(GIVEN RECORDS)

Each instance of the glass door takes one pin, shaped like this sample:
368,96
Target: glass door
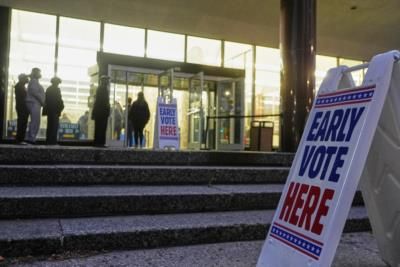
118,92
195,112
230,109
125,86
165,85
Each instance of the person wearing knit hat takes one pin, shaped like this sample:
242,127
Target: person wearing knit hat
52,109
20,106
35,98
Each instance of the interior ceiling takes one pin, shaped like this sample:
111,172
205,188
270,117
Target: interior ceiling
350,28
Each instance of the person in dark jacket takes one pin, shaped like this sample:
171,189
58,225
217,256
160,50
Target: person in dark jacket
20,106
34,101
139,115
52,109
129,131
101,111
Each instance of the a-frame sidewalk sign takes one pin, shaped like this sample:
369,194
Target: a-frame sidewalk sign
352,134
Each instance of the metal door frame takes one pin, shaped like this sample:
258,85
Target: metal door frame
240,145
192,145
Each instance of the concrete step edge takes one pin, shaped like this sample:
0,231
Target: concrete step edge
80,175
38,237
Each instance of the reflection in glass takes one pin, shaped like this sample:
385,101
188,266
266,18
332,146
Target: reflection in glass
203,51
123,40
236,55
163,45
33,38
79,41
268,85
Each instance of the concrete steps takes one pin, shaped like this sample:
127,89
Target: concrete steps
59,199
48,236
10,154
72,201
138,174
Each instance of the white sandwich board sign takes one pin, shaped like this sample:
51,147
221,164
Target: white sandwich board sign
327,167
167,129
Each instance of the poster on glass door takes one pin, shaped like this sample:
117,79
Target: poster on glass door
167,129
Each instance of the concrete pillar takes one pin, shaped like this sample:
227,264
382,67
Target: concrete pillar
297,44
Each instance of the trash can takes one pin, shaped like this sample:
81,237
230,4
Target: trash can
261,135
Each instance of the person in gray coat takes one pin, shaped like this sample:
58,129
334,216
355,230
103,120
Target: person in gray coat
34,100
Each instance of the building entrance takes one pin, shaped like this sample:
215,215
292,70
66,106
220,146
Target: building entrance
207,101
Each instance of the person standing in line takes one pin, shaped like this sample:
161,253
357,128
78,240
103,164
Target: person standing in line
83,125
52,108
35,98
101,111
139,115
129,130
20,106
118,119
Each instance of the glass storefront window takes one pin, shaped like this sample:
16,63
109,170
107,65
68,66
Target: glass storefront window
236,55
203,51
322,65
79,41
163,45
123,40
240,56
33,39
268,67
358,76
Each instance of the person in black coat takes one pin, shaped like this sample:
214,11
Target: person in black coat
101,111
139,115
20,106
52,108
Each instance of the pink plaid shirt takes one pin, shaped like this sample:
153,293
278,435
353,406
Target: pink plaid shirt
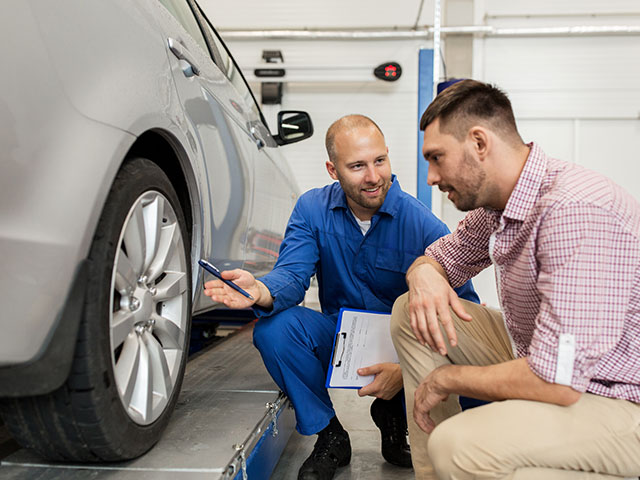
566,251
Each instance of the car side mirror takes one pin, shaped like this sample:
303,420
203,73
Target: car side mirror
293,126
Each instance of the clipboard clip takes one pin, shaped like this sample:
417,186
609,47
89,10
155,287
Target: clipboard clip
340,343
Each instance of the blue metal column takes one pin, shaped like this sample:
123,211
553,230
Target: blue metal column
425,95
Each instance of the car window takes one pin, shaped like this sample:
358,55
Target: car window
229,66
182,12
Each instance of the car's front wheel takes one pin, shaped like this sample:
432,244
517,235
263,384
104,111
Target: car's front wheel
133,339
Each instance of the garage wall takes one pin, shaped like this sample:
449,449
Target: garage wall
344,90
343,70
578,97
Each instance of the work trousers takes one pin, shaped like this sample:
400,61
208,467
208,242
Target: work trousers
296,346
596,438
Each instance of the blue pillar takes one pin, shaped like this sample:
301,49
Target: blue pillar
425,95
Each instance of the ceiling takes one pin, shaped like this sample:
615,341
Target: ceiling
325,14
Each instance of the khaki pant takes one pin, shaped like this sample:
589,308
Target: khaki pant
595,438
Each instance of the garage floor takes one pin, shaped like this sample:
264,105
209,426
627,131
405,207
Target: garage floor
223,396
366,461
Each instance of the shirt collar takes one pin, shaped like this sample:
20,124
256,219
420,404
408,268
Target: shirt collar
524,195
389,206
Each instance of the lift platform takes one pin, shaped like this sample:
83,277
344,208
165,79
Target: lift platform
231,423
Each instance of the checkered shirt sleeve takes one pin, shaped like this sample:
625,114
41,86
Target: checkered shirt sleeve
587,263
465,252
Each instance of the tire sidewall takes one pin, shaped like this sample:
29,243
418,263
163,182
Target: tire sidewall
136,177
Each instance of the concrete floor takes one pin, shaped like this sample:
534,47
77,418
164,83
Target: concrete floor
366,460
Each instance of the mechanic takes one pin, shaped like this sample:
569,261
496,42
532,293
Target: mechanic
563,368
358,236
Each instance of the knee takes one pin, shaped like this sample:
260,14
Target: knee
441,448
275,333
453,451
269,332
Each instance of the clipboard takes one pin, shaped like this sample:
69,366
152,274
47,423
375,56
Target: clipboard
362,339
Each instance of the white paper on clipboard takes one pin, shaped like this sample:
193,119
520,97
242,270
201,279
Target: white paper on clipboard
362,339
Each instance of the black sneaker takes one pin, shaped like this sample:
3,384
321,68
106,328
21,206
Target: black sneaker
389,416
332,450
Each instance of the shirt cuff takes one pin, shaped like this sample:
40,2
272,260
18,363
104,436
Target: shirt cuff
560,361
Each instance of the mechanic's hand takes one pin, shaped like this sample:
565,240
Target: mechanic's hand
222,293
387,381
430,297
426,397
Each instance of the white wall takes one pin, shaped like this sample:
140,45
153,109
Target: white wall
393,105
578,97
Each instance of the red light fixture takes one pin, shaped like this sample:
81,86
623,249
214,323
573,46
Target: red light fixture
389,71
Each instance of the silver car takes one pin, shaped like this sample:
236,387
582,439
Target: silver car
131,148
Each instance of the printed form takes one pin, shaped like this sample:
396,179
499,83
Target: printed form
362,339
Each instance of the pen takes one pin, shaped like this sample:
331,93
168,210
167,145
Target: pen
216,273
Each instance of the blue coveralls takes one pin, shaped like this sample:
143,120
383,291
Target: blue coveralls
354,271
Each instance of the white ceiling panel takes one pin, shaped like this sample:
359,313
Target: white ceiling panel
560,7
327,14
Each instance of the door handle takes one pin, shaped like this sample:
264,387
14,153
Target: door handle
259,142
181,53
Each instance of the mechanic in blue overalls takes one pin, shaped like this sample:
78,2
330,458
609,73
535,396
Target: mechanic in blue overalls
359,236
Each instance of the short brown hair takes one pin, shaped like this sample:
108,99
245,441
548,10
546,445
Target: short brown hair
348,122
468,103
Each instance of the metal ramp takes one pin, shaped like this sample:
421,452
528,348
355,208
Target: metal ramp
231,422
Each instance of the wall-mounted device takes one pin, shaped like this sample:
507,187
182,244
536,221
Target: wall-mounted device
389,71
271,92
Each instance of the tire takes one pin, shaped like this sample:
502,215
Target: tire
133,338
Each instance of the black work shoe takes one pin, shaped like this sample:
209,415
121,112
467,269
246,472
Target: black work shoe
332,450
389,416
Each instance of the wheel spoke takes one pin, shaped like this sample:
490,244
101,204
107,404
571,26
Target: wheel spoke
169,236
121,326
126,370
125,276
142,398
161,376
174,284
153,214
134,239
170,335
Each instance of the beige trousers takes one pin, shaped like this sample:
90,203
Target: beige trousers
596,438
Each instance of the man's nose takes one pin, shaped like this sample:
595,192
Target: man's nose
432,176
371,175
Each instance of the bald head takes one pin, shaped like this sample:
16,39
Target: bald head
343,125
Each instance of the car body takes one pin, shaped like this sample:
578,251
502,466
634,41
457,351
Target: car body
102,97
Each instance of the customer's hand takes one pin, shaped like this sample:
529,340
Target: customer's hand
222,293
387,381
430,297
428,395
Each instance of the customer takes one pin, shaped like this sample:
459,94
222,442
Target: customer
563,369
359,236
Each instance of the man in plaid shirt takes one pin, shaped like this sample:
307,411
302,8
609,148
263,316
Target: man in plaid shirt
561,364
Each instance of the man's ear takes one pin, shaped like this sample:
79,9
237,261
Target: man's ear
480,141
331,168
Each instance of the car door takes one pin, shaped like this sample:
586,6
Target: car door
275,190
220,141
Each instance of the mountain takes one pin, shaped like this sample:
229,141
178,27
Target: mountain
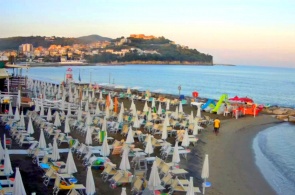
36,41
93,38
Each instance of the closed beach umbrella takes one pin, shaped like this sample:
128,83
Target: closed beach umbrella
154,180
159,112
130,138
176,157
22,120
123,191
7,164
16,114
149,147
10,113
57,122
180,107
205,171
97,110
90,186
30,128
164,132
145,108
125,165
168,105
55,153
70,164
67,126
185,140
88,139
18,186
2,152
42,142
42,110
190,189
105,147
49,115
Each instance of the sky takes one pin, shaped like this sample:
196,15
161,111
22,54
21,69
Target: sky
241,32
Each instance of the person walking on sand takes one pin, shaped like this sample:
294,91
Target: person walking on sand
216,125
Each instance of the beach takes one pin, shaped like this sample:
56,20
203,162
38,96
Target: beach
231,158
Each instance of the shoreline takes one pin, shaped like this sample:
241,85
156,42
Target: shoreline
232,159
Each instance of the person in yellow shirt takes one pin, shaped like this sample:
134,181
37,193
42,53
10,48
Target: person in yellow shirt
216,125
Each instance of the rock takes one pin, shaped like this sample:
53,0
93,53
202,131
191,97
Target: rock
282,116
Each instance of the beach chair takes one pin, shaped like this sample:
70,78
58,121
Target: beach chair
176,186
59,185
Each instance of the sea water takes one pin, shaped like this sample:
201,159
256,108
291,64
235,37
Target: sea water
274,150
266,85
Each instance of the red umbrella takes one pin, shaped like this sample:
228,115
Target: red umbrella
236,98
246,99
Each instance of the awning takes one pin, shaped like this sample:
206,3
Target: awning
3,73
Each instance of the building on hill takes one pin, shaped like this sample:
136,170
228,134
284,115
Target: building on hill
142,36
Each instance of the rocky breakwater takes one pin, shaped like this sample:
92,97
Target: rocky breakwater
285,114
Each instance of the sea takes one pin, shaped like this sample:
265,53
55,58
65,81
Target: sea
273,148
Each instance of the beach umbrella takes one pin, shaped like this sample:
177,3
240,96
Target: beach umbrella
88,118
159,112
130,139
18,98
10,112
120,117
180,110
185,140
88,139
42,142
97,110
149,147
191,117
55,153
87,106
145,108
105,147
154,180
153,103
2,152
42,110
123,191
205,171
190,189
79,114
90,186
107,112
67,126
49,115
22,120
100,95
176,157
18,186
7,164
16,114
196,128
30,128
136,123
125,165
57,122
69,113
168,105
166,121
149,117
164,132
70,164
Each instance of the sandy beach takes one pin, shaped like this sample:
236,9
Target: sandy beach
231,158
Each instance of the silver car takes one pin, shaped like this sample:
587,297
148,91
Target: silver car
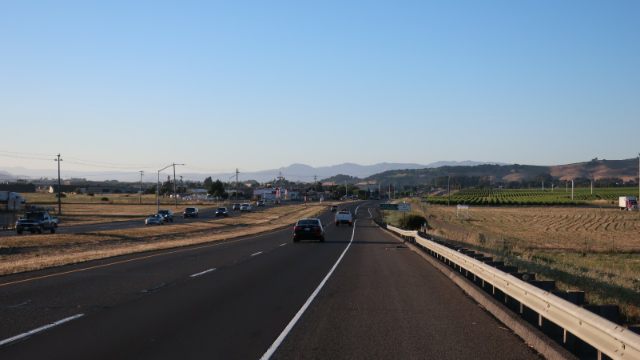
154,219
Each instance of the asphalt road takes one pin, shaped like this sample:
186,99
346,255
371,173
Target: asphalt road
205,214
240,298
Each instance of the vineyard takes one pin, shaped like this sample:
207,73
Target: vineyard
557,196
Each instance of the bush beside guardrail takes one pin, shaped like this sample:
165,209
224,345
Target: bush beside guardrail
553,313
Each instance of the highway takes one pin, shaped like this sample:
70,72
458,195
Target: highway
205,214
360,295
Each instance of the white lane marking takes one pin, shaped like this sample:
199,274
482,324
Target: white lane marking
202,272
161,253
40,329
272,349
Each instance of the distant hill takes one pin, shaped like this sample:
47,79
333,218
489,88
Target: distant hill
5,176
625,170
398,173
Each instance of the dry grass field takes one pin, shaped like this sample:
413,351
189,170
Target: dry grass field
33,252
83,209
596,250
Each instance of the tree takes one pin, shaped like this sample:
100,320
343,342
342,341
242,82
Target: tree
207,183
217,189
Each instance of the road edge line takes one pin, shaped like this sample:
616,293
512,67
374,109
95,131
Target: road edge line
38,330
531,336
280,339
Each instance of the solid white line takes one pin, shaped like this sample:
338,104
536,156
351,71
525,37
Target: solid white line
202,273
40,329
272,349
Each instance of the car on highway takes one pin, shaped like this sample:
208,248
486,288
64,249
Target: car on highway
308,229
155,219
190,212
222,211
36,222
344,217
167,215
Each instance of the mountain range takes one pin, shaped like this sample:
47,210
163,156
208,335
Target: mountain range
293,172
614,170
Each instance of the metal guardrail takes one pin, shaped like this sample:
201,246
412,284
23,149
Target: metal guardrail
613,340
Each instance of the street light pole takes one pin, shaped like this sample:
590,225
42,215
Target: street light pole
158,187
59,187
448,190
141,173
175,196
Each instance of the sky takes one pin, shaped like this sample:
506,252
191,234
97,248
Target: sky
136,85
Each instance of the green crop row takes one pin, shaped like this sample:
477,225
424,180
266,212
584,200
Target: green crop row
557,196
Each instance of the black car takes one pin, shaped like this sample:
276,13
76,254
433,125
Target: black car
190,212
309,229
222,212
167,215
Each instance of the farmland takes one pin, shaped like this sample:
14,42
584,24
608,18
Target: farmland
557,196
588,248
33,252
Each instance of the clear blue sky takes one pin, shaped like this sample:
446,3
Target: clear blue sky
263,84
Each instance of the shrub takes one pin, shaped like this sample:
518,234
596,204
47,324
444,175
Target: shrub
412,222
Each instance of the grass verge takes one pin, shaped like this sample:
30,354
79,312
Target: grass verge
34,252
593,250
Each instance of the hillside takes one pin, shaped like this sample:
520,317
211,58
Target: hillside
625,170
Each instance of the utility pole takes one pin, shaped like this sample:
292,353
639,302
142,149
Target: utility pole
572,189
237,172
448,190
59,186
175,196
141,173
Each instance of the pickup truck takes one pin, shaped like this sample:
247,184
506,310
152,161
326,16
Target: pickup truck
36,222
344,217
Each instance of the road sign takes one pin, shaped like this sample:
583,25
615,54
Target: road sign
389,207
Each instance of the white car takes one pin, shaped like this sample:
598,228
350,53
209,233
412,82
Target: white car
155,219
344,217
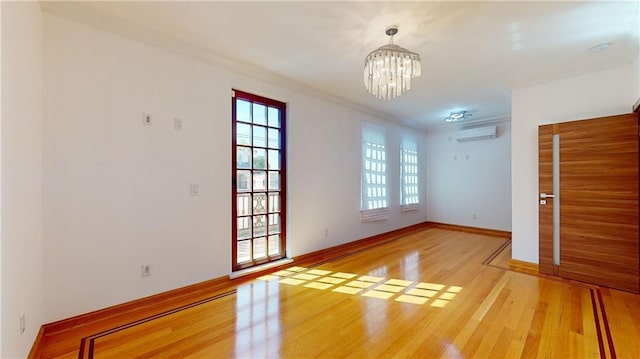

(End GIVEN RECORDS)

Considering only the material above, set down every line from the one with "Each instance of the car body" to the one with "Each instance of the man in", inclusive, exactly as written.

RESPONSE TO THE EXERCISE.
Each instance of the car body takes one pin, shaped like this sample:
578,251
502,466
634,41
457,351
Target: car body
102,97
Each instance of the customer's hand takes one pin, shaped like this sample:
529,340
Target: customer's hand
222,293
387,381
430,297
428,395
Each instance of the customer takes one pin, shaped like this sample:
459,94
222,442
Target: customer
563,369
359,236
Each instance of the man in plaid shirt takes one pin, shaped like this sample:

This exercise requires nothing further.